## Instructions to follow
List every individual person, real or fictional, named in the text on science-fictional food below.

## Text excerpt
<<<<

A recent paper by Jean P. Retzinger titled Speculative visions and imaginary meals: Food and the environment in (post-apocalyptic) science fiction films (published in Cultural Studies) has gotten me thinking about science-fictional food. Helpful Pasta&Vinegar has offered three short quotes (under the "fair use appetizer" clause, no doubt).
Unfortunately, this essay costs serious money to download (I could easily purchase take-out for the family with that much cash), so I decided to prepare my own article out of the ingredients at hand in my own little database.
Here's the first excerpt:
"Familiar foods serve as an anchor in an altered world (evoking both nostalgia and parody), whereas unfamiliar food may become one of the clearest measures of how far we have journeyed from the present."
No one went further for food than Lazarus Long and the Howard Families. In Heinlein's Methuselah's Children, mysterious aliens offer genetically modified plants with incongruously familiar flavors:
Lazarus was exploring alone some distance from the camp. He came across one of the Little People; the native greeted him .. and led Lazarus to a grove of low trees still farther from base. He indicated to Lazarus that he wanted him to eat.

>>>>

## Input data
<<<<

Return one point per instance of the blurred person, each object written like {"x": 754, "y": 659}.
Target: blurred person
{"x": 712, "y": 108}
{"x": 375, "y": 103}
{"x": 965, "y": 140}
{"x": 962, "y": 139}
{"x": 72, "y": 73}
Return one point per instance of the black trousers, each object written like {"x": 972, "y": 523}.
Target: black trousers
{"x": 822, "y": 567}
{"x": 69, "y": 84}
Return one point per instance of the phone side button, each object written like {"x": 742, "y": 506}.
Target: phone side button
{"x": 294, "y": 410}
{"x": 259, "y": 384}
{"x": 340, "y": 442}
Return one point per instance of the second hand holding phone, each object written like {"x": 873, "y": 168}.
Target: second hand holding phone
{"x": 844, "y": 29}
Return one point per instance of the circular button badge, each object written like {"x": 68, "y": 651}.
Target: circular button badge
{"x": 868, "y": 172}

>>>>
<<<<

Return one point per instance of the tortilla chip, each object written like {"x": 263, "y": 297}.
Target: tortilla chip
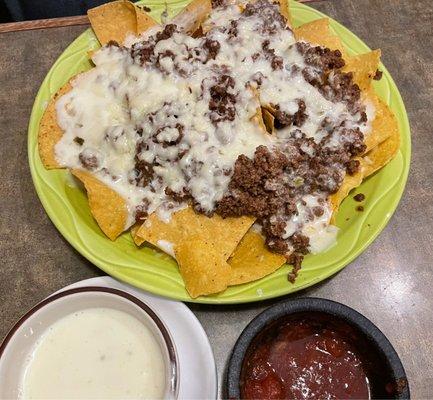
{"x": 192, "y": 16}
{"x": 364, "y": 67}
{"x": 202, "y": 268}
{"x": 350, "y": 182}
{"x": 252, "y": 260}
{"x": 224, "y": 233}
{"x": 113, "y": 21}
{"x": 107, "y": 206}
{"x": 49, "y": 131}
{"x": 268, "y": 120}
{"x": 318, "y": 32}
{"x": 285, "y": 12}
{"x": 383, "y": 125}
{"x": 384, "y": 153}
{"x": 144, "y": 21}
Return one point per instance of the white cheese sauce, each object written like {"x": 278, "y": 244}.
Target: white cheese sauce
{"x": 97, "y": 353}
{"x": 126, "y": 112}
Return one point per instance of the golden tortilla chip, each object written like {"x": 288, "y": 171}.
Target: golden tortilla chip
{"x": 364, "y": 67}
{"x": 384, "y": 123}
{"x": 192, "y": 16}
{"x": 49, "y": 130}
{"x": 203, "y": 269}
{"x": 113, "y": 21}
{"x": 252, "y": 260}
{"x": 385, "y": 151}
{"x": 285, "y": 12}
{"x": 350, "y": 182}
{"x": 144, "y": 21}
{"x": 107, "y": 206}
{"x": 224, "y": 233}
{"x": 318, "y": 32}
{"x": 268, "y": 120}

>>>>

## The completed task
- Jean P. Retzinger
- Lazarus Long
- Heinlein